(AUSGEWÄHLTER AUSZUG):
::::::::

# Mais lagern



## Tyrunic (2. Oktober 2013)

Moin, ich habe von einem befreundeten Landwirt für ein paar Euro 20 KG frisch geerntete  Maiskolben bekommen.
Wie lager ich diese jetzt ein, so dass sie besonders lange halten?
Am liebsten wär mir, wenn sie über ein halbes Jahr halten würden, da ich nie besonders viel anfütter.


----------



## Stefff (2. Oktober 2013)

*AW: Mais lagern*



Tyrunic schrieb:


> Moin, ich habe von einem befreundeten Landwirt für ein paar Euro 20 KG frisch geerntete  Maiskolben bekommen.
> Wie lager ich diese jetzt ein, so dass sie besonders lange halten?
> Am liebsten wär mir, wenn sie über ein halbes Jahr halten würden, da ich nie besonders viel anfütter.



Servus,
also wenn de Kolben hast dann würd ichs machen wie schon zu Omas zeiten.
Kolben schälen, d.h. die Blätter zurückziehen, aber nicht ganz abmachen, dann die Kolben an ner Leine (am besten auf`m Dachboden, falls vorh.) zum trocknen aufhängen!

Gerade jetzt zu Erntedank wieder, wie jedes Jahr, uraltes Brauchtum, zumindest in Bayern!

Die gtrockneten Kolben sind dann nichts anderes als Hartmais, eben nur als ganzes.
Mais in gewünschter menge abpopeln, oder gleich alles, und dann verwenden oder Lagern!

Viel Spaß, Stefff!


----------



## cyberpeter (2. Oktober 2013)

*AW: Mais lagern*



Tyrunic schrieb:


> Moin, ich habe von einem befreundeten Landwirt für ein paar Euro 20 KG frisch geerntete  Maiskolben bekommen.
> Wie lager ich diese jetzt ein, so dass sie besonders lange halten?

::::::::

Führen Sie die obige Forumsdiskussion über das Lagern von Maiskolben nach ihrem letzten Satz weiter.

(AUFLISTUNG):
::::::::

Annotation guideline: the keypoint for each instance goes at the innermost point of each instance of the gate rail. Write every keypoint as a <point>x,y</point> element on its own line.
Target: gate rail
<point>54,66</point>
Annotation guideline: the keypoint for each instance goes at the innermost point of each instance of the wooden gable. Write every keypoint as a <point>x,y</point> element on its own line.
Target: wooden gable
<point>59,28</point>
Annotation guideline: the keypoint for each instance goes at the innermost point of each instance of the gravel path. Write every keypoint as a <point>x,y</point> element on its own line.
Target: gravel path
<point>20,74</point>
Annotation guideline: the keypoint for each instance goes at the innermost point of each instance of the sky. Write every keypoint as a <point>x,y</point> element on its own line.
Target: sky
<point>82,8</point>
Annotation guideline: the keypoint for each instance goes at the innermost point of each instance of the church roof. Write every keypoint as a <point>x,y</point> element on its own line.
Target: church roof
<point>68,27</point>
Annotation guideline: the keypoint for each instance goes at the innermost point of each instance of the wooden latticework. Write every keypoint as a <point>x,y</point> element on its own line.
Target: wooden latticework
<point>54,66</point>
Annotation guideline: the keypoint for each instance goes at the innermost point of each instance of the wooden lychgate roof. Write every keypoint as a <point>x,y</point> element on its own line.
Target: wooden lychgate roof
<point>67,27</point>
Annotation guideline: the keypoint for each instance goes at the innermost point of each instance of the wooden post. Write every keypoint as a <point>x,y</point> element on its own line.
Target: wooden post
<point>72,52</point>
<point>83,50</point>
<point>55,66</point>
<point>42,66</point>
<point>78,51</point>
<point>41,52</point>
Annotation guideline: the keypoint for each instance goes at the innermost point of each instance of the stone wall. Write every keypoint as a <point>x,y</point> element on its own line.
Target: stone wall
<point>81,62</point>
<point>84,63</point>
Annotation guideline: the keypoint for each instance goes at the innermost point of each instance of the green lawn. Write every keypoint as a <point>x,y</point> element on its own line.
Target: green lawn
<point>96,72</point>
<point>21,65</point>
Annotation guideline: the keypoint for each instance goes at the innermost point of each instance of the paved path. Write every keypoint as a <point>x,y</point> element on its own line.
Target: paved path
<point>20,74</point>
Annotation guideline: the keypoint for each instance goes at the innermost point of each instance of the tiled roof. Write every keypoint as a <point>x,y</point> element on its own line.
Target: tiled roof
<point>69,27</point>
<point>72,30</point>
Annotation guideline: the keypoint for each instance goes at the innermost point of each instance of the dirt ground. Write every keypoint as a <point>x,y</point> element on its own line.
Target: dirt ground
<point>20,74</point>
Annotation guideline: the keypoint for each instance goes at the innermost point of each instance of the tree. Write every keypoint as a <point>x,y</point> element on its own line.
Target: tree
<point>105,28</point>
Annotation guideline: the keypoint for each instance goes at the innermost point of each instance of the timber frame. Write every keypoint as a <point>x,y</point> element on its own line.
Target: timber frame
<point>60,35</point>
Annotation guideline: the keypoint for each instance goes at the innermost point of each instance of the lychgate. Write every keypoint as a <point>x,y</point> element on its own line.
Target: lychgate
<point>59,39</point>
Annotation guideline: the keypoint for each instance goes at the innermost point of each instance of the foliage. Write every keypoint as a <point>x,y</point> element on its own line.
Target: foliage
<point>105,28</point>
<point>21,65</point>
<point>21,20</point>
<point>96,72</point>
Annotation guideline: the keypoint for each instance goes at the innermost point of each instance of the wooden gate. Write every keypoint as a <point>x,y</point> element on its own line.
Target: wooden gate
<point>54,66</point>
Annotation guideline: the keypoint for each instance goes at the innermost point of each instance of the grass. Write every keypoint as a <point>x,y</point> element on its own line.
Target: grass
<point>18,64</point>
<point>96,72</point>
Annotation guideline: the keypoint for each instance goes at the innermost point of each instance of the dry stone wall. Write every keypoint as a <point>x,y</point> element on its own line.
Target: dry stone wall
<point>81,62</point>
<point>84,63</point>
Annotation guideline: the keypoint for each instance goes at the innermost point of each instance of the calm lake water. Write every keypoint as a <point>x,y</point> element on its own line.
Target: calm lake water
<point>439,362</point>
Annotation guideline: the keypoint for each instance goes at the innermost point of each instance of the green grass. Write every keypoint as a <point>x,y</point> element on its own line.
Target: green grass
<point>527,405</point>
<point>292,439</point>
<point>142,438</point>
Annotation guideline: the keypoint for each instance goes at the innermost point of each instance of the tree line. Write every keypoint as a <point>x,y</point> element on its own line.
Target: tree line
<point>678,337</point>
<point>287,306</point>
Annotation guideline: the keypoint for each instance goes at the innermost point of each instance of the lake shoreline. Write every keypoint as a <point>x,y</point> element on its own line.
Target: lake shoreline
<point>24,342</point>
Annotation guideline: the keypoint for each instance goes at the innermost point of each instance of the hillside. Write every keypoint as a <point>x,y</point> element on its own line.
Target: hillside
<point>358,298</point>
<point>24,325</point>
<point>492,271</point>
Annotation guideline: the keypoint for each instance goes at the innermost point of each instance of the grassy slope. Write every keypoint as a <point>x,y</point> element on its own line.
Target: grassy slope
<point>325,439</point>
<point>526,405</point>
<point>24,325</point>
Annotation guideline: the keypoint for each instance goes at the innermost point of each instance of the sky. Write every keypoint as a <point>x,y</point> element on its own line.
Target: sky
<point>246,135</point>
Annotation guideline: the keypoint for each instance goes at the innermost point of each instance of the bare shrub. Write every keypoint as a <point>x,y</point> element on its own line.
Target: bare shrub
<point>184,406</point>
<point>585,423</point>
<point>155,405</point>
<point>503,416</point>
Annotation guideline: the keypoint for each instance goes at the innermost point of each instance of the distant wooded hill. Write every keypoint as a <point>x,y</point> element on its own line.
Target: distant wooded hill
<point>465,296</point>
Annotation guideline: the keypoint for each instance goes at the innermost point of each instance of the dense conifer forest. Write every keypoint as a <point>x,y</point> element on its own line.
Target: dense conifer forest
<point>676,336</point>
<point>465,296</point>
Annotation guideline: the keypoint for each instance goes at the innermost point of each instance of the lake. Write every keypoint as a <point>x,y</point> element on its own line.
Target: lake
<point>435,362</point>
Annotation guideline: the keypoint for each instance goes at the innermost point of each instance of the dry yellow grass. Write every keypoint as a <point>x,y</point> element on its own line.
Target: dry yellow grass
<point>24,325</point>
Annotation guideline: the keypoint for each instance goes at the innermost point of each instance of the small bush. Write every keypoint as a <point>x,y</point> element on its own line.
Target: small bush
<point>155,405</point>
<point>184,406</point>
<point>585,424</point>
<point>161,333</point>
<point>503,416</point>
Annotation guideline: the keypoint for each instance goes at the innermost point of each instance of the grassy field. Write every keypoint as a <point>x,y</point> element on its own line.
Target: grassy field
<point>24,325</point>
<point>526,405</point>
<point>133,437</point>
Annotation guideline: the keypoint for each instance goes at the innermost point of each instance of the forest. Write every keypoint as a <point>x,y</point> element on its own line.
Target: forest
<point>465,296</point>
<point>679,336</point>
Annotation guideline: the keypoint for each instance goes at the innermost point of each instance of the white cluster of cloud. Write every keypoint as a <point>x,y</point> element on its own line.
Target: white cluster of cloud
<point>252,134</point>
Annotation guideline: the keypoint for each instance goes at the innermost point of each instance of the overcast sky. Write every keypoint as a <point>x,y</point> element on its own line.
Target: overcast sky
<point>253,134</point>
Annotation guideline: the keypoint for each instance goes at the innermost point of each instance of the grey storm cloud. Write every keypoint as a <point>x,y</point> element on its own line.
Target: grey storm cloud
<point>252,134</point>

::::::::

(LÖSUNG DER AUFGABE):
> Am liebsten wär mir, wenn sie über ein halbes Jahr halten würden, da ich nie besonders viel anfütter.



Ganz ehrlich, ich würde ihm die Kolben wieder zurückgeben  ... #d

25 kg "Futtermais", also ohne Kolben und getrocknet, bekommt man eigentlich unter 10 €, Bruchmais ist sogar noch billiger.

 Wenn man bei den 20 KG "geernteten" Maiskolben das "Kolbenmaterial" abzieht und den Gewichtsverlust durch das trocknen bleiben vermutlich nicht mehr als 10 kg reiner Mais übrig für die Du dann einige Stunden an "Arbeitszeit" für das trocknen und das runterpuhlen investieren mußt ...

Rein rechnerisch ein schlechtes "Geschäft" ...


Gruß Peter


----------



## TimSchmidt (2. Oktober 2013)

*AW: Mais lagern*

Da hat er recht, der Peter. 

Im Raiffeisen 20kg hartmais für ca. 18€ bei uns. 

Optimal.


----------



## d0ni (2. Oktober 2013)

jup bei uns 50 kg für 20 euro, ises echt net wert die arbeit

deine finger werdens dir danken^^


----------



## Gemenie (3. Oktober 2013)

*AW: Mais lagern*

moin der TE schreibt doch für ein paar Euro das können auch 5 sein dann lohnt sich das ganze schon.
aber davon abgesehen die Maiskolben entweder aufhängen oder abpulen und portionsweise einfrieren.
und 5 oder 6 stück 20-25 min in Salzwasser kochen in Kräuterbutter drehen und sich schmecken lassen


----------



## welsstipper (3. Oktober 2013)

*AW: Mais lagern*

und die alten kolben musst du auch noch entsorgen ... ich würde die dinger nicht mal kostenlos haben wollen ... 5 kg bruchmais kosten bei uns ca 12 € ...


----------



## rainerle (3. Oktober 2013)

*AW: Mais lagern*



Gemenie schrieb:


> moin der TE schreibt doch für ein paar Euro das können auch 5 sein dann lohnt sich das ganze schon.
> aber davon abgesehen die Maiskolben entweder aufhängen oder abpulen und portionsweise einfrieren.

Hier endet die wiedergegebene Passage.